Starting at the first line and ending at the last, repeat the material word for word.

<<<<

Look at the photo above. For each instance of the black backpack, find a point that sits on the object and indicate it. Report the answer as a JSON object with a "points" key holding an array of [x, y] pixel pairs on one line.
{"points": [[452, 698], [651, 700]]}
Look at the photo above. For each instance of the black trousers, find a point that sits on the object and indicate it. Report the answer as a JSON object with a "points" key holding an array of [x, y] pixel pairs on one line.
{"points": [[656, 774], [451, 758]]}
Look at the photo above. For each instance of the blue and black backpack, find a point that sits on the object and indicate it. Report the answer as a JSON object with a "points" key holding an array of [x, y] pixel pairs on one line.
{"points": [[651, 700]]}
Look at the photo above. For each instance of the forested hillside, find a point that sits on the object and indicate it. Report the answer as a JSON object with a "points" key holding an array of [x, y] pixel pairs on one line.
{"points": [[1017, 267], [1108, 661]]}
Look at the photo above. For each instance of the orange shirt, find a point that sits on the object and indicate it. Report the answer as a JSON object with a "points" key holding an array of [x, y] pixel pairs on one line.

>>>>

* [Response to this exercise]
Look at the photo above. For each instance of the black backpack, find a point that sits on the object and indicate it. Report the answer as a JSON object with a "points" key holding an array of [x, y] pixel pairs on one line.
{"points": [[452, 698], [651, 700]]}
Look at the photo above. For each instance of the black trousers, find a point that sits on the object and indicate it. Report the answer as a JSON object with a "points" key holding an array of [x, y] pixel pairs on one line.
{"points": [[656, 774], [451, 758]]}
Look at the photo above. For each instance of the blue and black backpack, find a point that sits on the object and indicate it. Report the answer as a JSON object with a "points" key holding an array of [x, y] pixel pairs on one line.
{"points": [[651, 700]]}
Look at the photo above. For each instance of the forested hillside, find a point that sits on the object and indicate it. Report the answer as a JSON object with a "points" key holding an array of [x, y] pixel pairs on one line.
{"points": [[1017, 267], [1108, 661]]}
Look at the photo above. For each instance of the orange shirt, find a point that sits on the object and indicate it. Report the answer as a JSON object with a "points" key holding an array of [x, y] pixel pairs on one line.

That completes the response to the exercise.